I went to my chiropractor a crippled mess. She said, "What did you do??" I said, "You know, just did a bit of canning." "Well, you need to stop!" "I can't! It's berry season next!"

Then I went and bought a half flat of raspberries and 2 flats of blackberries. But I tried to be reasonable, I washed and froze them for my sister-in-law's next visit in October. What can I say, I couldn't leave her out of the fun!

And then just as I was going through catalogs and sign up forms for fall activities we all came down with a cold.


I'm still trying to get used to this whole stay-at-home mom gig. It's been a year, and I feel rusty and unsure of what to do with my time. I went to church, and picked up their fall calendar. We considered sending the girls to preschool, but the only one that had availability was out of our budget and 30 minutes away. We're on a waiting list for a coop preschool in town, so hopefully we'll get called for that. In the meantime I figure we'll do stuff with our church and the library and call it good. I'm still trying to work it all out in my brain.

Monday, September 12, 2011

The Great Switcheroo

So the great day has finally arrived.

As of August 31st, I have officially been laid off from my job. For those of you who know me, you'll know that THIS IS GREAT NEWS! It means that I can get back to my real passion: staying home with my kids.

This news is made even more exciting by the fact that my husband was called back to work just 3 days after I got the news of my lay off. I don't believe in coincidence, I believe in God's plan, and this is obviously His hand at work in our lives.

I thank all of you who have been praying for us during this extremely tough year. I know I haven't posted much at all, but hopefully I will be able to remedy that soon now that I have more time on my hands.

Thursday, June 2, 2011

U2 and Me too!

Hubs and I have a very exciting weekend planned...


We're packing the car, we're leaving the kids and dogs behind, and we're escaping to Seattle so that I can meet my new boyfriend, Bono. Oops! I mean, so we can scream and go crazy and have a great time together. :)

--------------------

- PROBLEM TO SOLVE -
Rewrite the part of the blog excerpt that begins with "As of August" and ends with "and Me too!", substituting "spouse" for "husband". Work only from the blog excerpt when answering.

- EXERCISE DATA -
--------------------

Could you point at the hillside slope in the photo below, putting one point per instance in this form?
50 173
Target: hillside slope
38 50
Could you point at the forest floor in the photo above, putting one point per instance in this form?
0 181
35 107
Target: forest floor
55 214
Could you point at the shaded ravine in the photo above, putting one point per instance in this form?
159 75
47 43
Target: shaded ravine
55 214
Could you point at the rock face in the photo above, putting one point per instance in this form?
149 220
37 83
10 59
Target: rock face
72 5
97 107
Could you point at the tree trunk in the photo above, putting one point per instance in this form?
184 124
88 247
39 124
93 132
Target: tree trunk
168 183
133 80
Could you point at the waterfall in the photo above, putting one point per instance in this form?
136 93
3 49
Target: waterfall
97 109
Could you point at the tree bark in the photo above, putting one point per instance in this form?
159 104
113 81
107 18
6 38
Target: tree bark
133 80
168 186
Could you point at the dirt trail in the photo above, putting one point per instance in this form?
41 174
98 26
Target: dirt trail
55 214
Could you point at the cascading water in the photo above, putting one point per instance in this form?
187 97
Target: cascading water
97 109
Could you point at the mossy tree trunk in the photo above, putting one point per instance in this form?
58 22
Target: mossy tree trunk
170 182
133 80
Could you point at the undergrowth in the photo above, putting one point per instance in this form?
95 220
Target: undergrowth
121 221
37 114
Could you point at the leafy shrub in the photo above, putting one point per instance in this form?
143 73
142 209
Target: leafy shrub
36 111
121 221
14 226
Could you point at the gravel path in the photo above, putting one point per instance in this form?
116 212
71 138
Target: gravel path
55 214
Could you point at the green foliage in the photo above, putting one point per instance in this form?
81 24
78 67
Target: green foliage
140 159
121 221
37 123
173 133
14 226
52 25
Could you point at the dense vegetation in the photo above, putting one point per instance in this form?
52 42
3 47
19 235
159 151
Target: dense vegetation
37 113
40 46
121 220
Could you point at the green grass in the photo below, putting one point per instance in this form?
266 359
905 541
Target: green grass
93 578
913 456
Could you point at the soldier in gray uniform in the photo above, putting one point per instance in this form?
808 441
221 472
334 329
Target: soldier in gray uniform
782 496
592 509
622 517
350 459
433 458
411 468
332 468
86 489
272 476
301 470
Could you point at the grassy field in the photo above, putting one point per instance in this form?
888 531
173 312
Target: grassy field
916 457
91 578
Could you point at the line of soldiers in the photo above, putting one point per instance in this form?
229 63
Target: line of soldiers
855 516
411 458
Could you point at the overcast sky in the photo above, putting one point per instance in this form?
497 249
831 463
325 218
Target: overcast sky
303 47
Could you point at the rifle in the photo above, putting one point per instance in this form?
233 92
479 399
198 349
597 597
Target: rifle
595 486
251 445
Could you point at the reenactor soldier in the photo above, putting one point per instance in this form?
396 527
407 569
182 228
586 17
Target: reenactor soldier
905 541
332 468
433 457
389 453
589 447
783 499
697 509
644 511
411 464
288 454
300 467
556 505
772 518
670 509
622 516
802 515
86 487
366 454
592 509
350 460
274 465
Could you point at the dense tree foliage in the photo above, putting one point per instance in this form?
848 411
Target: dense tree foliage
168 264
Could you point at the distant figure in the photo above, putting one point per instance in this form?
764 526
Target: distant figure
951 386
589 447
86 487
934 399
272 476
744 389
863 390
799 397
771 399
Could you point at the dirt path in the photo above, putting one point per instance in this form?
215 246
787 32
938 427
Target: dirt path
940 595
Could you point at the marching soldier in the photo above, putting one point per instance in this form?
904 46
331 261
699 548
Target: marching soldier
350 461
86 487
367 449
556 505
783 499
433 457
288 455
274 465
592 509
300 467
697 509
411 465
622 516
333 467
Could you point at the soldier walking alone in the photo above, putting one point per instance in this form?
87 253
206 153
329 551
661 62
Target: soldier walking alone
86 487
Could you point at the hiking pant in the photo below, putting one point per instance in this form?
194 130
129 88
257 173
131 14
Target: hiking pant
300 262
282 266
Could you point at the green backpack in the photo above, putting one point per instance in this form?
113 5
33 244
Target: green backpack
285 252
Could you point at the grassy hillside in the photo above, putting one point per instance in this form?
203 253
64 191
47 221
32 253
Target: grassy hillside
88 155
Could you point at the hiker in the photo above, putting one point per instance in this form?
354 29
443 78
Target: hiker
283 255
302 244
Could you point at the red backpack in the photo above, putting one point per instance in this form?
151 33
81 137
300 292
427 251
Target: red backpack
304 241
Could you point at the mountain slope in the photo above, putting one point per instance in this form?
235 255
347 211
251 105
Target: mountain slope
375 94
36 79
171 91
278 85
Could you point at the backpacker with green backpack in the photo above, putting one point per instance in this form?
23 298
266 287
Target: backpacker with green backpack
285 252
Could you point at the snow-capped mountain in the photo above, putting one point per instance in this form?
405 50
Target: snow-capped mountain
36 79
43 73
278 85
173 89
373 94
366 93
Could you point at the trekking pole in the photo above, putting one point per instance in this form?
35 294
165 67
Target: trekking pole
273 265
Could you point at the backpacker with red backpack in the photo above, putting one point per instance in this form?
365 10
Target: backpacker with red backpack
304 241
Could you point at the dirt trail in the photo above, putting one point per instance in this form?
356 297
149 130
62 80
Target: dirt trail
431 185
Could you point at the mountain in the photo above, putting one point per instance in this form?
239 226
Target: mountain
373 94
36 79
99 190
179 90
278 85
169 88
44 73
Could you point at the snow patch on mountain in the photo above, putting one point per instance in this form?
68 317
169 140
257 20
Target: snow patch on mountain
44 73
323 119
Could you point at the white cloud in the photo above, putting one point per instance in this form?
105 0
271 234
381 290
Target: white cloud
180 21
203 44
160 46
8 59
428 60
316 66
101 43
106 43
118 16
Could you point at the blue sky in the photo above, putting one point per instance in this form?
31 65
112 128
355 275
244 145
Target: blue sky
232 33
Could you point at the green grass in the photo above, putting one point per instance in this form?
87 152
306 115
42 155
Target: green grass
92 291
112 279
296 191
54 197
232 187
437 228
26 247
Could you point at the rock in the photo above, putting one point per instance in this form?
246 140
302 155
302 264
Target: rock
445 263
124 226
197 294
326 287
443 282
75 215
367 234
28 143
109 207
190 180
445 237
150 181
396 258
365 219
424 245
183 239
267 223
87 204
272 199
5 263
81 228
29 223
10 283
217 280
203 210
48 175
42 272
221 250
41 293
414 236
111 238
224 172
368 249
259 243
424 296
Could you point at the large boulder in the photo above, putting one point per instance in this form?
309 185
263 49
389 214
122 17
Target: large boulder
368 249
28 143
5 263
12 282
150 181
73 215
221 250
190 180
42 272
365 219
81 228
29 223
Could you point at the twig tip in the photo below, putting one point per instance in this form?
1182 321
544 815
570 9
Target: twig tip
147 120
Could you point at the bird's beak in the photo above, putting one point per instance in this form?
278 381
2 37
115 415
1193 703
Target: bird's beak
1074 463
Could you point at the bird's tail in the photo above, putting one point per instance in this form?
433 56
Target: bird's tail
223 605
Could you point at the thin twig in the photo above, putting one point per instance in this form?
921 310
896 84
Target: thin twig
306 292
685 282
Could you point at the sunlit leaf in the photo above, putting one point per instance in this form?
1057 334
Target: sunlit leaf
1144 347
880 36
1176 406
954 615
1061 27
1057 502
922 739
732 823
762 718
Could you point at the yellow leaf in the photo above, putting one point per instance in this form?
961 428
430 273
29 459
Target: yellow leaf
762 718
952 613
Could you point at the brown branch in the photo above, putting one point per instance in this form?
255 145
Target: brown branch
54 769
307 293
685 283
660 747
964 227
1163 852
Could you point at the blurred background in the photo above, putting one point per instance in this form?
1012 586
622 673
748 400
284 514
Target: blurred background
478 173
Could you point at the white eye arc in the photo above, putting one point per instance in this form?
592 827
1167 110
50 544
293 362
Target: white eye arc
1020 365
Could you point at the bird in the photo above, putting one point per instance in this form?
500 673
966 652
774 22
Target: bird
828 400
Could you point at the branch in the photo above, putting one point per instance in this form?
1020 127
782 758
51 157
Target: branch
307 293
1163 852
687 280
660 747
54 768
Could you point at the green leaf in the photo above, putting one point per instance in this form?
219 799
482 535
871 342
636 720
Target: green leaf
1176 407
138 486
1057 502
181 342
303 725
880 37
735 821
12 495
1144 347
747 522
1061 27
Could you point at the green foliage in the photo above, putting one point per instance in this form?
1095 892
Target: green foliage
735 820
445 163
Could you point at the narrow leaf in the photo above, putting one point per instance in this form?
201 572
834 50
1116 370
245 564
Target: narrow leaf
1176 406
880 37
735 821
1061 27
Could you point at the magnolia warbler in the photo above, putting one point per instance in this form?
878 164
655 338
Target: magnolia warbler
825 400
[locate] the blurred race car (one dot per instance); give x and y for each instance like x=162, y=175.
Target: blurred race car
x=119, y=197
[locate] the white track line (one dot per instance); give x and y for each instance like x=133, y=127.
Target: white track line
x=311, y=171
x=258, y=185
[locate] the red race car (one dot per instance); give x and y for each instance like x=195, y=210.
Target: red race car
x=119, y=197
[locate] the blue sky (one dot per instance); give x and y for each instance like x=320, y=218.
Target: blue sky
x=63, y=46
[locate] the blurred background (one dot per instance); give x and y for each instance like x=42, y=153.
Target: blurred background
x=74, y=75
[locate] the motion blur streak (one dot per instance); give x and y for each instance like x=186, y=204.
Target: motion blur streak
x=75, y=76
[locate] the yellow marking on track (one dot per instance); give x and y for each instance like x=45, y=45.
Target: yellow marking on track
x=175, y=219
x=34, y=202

--------------------

- TASK ANSWER -
As of August 31st, I have officially been laid off from my job. For those of you who know me, you'll know that THIS IS GREAT NEWS! It means that I can get back to my real passion: staying home with my kids.

This news is made even more exciting by the fact that my spouse was called back to work just 3 days after I got the news of my lay off. I don't believe in coincidence, I believe in God's plan, and this is obviously His hand at work in our lives.

I thank all of you who have been praying for us during this extremely tough year. I know I haven't posted much at all, but hopefully I will be able to remedy that soon now that I have more time on my hands.

Thursday, June 2, 2011

U2 and Me too!